Directions
Quote the material word for word, starting at its first line and stopping after the line that contains "scope: an instance", with both ends included.

◇ ◇ ◇ ◇ ◇

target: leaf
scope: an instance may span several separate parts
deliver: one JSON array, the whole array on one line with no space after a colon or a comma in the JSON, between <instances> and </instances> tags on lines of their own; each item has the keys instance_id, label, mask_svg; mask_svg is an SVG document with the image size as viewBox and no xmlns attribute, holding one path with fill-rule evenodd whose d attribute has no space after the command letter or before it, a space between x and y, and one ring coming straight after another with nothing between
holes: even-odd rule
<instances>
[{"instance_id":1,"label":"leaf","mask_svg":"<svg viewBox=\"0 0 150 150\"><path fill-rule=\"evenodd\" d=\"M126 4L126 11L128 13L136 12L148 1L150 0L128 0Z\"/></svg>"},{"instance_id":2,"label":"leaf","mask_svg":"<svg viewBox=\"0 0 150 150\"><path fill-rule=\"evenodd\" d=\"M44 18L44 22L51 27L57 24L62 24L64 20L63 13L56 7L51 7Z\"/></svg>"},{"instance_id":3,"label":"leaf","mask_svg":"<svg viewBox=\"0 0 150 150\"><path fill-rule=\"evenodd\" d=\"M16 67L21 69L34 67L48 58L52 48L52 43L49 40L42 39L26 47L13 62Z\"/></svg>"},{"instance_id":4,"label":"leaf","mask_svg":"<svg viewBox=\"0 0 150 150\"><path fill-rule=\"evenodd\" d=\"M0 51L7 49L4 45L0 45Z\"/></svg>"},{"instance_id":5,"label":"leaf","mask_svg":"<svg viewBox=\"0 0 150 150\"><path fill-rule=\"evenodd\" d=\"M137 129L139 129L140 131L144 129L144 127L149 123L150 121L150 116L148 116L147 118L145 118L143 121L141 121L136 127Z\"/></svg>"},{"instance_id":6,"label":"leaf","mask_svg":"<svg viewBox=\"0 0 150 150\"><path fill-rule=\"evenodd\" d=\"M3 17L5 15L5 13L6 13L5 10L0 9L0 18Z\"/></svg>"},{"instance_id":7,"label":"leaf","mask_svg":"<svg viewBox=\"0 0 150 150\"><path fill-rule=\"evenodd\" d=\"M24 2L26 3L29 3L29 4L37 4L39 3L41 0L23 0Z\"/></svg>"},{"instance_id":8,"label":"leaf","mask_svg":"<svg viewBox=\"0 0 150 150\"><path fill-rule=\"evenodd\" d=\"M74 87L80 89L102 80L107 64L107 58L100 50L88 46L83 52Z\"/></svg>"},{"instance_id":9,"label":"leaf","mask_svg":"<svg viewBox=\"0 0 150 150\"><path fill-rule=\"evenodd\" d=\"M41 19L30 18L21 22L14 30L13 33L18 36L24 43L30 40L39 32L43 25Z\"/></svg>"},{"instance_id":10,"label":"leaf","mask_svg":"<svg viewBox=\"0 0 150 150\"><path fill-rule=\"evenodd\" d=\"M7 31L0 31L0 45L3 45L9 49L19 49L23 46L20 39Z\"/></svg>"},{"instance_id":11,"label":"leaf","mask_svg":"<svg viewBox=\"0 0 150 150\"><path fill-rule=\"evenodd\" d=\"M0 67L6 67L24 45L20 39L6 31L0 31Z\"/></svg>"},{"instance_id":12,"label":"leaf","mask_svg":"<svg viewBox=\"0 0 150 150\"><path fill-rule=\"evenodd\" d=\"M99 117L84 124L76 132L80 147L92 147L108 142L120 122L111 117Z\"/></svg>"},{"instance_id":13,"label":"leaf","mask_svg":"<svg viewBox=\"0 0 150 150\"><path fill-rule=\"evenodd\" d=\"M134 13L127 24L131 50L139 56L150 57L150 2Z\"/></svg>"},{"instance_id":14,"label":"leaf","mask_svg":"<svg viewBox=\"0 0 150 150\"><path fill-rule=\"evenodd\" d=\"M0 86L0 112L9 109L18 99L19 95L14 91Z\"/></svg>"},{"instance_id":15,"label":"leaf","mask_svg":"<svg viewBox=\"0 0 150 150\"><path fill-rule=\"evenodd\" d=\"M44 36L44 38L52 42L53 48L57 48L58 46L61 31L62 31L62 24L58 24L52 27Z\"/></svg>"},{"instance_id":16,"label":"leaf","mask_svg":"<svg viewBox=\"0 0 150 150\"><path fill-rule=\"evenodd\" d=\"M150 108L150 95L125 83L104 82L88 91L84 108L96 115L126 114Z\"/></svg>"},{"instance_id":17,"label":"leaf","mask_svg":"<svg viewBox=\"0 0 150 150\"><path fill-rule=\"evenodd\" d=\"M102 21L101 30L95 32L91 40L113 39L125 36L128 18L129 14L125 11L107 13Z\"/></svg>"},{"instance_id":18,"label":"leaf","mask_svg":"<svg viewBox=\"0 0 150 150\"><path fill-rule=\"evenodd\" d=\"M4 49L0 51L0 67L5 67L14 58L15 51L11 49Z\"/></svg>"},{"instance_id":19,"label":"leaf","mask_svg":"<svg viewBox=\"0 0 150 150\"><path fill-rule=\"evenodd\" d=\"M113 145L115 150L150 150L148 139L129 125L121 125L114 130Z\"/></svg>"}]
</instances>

◇ ◇ ◇ ◇ ◇

Result of this task
target: leaf
scope: an instance may span several separate parts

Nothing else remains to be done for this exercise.